Point-per-instance localization data:
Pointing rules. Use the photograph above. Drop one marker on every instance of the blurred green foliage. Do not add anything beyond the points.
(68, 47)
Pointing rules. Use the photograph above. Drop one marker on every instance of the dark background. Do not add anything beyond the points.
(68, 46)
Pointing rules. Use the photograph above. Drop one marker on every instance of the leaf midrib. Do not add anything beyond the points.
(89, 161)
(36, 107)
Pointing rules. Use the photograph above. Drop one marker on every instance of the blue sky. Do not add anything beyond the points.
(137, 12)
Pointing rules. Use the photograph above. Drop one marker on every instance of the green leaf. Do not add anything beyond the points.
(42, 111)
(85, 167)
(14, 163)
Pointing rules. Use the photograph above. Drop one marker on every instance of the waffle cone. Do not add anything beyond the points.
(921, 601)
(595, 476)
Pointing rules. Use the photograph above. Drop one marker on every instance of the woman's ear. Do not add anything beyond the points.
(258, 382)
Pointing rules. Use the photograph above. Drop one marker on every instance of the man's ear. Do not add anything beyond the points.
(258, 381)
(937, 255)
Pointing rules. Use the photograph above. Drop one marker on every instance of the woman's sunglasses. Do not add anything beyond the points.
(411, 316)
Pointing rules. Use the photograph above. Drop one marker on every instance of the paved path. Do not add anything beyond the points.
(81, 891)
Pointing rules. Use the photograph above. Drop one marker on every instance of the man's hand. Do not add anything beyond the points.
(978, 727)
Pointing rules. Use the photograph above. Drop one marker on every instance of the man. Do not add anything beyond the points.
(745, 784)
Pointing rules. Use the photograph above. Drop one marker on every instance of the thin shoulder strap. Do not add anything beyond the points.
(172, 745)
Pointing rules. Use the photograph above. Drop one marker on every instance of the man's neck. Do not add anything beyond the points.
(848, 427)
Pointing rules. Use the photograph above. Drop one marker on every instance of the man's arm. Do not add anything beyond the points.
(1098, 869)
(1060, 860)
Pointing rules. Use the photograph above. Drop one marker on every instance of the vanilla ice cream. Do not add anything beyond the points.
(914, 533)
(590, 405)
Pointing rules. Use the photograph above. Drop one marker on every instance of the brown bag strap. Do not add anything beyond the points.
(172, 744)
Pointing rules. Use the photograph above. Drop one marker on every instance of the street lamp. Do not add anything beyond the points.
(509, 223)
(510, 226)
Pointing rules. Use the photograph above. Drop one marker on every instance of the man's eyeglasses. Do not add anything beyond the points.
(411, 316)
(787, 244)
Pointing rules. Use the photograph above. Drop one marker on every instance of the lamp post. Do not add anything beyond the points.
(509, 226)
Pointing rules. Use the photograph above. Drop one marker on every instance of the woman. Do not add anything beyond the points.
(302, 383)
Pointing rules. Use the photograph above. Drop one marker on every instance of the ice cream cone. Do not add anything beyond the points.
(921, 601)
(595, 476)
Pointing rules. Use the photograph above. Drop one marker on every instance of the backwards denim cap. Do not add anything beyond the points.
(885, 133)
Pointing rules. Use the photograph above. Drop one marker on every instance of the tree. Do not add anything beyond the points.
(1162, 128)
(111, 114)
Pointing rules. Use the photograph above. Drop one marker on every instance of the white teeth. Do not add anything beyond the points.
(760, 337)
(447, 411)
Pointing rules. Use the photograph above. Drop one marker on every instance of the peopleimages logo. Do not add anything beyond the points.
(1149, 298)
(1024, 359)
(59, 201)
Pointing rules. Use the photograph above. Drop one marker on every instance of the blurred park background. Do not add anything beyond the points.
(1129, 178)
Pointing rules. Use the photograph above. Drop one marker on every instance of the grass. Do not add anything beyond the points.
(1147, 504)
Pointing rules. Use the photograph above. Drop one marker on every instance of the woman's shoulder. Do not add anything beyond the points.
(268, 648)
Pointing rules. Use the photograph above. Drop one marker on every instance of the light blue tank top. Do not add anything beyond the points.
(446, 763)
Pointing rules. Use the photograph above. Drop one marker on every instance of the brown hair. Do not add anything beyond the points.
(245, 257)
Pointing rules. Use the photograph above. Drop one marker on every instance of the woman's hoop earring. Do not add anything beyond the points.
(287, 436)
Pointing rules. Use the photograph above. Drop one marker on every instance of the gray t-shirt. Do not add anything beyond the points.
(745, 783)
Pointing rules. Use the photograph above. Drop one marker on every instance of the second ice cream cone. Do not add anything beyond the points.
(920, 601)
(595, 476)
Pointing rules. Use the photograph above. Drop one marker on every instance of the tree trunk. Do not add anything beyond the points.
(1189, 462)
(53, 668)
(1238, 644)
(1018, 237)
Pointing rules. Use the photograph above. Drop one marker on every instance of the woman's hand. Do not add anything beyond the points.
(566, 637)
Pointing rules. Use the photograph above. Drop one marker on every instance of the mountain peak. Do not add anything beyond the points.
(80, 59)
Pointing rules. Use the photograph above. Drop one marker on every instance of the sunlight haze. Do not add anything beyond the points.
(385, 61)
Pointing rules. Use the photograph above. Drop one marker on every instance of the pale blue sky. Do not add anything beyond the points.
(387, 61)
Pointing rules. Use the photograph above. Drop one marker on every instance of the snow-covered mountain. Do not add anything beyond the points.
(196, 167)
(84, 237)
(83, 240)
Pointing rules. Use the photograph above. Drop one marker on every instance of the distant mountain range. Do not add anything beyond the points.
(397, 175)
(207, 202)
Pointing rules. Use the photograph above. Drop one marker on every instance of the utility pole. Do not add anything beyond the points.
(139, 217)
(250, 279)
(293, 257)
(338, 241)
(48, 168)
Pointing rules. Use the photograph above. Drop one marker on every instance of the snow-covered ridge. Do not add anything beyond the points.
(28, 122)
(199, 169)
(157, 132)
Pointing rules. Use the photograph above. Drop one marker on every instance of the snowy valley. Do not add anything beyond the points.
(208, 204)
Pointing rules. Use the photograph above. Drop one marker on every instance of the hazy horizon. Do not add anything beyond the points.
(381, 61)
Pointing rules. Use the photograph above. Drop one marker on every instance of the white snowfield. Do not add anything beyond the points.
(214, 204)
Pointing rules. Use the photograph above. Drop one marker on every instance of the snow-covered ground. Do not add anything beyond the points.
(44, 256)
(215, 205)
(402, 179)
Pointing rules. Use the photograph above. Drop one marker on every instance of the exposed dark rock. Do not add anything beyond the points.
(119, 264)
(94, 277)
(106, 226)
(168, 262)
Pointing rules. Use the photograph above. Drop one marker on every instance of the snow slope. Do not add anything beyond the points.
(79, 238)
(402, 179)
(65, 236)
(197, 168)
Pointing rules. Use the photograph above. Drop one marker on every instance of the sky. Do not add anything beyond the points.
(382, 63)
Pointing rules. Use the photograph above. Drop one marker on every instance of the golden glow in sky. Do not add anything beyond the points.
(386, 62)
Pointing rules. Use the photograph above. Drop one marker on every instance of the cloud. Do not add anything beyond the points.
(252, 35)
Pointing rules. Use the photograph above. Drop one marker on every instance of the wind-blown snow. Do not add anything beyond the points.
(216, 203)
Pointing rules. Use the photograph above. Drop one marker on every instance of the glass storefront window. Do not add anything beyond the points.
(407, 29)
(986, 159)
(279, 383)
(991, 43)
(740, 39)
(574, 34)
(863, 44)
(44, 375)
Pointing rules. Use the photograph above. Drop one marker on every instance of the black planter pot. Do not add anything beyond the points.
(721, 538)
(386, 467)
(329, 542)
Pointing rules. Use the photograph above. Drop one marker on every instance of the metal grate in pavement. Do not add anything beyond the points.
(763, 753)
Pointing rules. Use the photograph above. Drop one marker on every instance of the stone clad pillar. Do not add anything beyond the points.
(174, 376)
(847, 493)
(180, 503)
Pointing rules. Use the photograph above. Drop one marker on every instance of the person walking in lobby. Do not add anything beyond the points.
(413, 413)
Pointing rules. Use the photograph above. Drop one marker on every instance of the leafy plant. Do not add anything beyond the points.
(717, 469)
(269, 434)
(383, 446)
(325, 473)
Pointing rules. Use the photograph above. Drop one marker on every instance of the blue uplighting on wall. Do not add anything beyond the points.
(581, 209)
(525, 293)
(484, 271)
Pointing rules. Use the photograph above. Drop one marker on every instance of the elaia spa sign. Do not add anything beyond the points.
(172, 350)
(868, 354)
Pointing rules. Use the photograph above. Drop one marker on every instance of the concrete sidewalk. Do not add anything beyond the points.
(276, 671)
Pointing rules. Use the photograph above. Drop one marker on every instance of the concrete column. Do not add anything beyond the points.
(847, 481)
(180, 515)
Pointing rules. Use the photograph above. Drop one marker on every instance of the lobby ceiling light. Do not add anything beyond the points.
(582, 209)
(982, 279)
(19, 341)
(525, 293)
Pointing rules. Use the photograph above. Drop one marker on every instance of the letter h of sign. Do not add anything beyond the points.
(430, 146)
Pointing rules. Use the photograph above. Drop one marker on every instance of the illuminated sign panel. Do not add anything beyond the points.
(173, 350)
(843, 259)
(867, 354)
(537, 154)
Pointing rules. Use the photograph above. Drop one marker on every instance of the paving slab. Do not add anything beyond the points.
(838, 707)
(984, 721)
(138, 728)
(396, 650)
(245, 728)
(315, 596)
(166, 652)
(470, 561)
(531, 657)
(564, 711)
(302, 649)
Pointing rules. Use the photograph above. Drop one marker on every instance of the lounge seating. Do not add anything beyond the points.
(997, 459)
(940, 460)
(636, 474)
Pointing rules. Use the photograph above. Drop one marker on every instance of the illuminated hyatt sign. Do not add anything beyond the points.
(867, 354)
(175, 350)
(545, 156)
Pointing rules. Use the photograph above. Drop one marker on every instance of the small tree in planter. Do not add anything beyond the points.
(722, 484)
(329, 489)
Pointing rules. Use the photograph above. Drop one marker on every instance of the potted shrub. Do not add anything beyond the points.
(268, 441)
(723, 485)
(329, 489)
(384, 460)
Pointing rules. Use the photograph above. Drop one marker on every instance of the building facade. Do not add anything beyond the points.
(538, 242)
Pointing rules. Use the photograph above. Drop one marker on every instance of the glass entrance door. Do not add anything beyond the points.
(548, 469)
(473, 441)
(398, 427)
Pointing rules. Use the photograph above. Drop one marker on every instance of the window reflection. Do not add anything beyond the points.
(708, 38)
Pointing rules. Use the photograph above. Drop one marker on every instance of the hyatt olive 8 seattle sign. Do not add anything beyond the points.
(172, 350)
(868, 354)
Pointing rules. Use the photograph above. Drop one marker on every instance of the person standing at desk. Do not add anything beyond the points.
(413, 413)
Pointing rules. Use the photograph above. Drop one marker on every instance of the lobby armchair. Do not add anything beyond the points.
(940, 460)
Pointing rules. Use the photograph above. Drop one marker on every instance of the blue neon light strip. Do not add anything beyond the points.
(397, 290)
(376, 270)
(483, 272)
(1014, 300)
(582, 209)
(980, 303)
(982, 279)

▶ What to work on
Retype exactly, please, only the lines of the entries that run from the one containing "strip. Do not add anything beyond the points." to the last.

▶ Exercise output
Pointing rules. Use the photograph above. Drop one marker on every instance of the blue neon light strip. Do not add anything beyond the points.
(397, 290)
(376, 270)
(483, 272)
(1014, 300)
(582, 209)
(980, 303)
(982, 279)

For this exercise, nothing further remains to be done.